■ ASSIGNMENT:
Please give, exactly as they appear below, the line with "the helicopter door" and every line after it through the final one, and nothing else.

■ EXTRACTED MATERIAL:
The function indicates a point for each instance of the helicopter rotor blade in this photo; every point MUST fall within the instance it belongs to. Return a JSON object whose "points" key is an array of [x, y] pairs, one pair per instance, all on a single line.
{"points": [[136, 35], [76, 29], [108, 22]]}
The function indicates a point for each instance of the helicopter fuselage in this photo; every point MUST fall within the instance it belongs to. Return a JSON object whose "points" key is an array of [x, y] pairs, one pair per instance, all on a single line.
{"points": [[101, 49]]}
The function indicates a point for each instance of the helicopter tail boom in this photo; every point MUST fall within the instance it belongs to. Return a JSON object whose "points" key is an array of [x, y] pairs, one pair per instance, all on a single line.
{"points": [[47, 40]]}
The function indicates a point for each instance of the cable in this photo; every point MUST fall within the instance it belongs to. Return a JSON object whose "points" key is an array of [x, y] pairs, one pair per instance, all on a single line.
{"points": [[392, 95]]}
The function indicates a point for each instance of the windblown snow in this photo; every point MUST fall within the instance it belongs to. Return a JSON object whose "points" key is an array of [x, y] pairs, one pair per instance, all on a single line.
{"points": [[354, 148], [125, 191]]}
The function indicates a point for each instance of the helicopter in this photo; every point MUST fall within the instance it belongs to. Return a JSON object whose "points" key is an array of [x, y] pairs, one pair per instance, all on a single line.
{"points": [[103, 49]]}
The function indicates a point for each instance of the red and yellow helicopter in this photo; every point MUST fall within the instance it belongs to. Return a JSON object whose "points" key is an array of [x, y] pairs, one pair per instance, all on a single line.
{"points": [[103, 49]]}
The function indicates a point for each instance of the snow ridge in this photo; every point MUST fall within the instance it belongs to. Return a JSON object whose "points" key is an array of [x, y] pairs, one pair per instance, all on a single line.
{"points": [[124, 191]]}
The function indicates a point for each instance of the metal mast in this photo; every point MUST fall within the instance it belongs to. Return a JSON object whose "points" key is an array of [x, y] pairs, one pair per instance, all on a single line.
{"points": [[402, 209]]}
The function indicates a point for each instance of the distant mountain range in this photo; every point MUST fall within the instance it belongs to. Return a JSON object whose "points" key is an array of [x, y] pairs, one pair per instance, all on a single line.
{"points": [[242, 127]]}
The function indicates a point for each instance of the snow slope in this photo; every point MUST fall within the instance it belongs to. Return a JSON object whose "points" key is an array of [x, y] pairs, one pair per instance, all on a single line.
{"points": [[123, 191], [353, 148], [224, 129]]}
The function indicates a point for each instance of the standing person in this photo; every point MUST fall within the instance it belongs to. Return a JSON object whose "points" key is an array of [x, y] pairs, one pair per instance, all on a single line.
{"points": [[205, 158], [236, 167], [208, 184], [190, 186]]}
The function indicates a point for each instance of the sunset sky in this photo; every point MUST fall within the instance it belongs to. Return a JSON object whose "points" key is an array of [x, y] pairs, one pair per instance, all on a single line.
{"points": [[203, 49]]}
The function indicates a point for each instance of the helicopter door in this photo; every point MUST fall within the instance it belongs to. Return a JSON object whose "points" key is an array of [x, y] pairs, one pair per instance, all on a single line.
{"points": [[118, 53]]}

■ ANSWER SPACE:
The function indicates a point for each instance of the helicopter door in this photo; every point MUST fall within the instance it belongs to. Return a JSON object whose "points" key is an array of [x, y] pairs, one pair per instance, all on a single line.
{"points": [[118, 53]]}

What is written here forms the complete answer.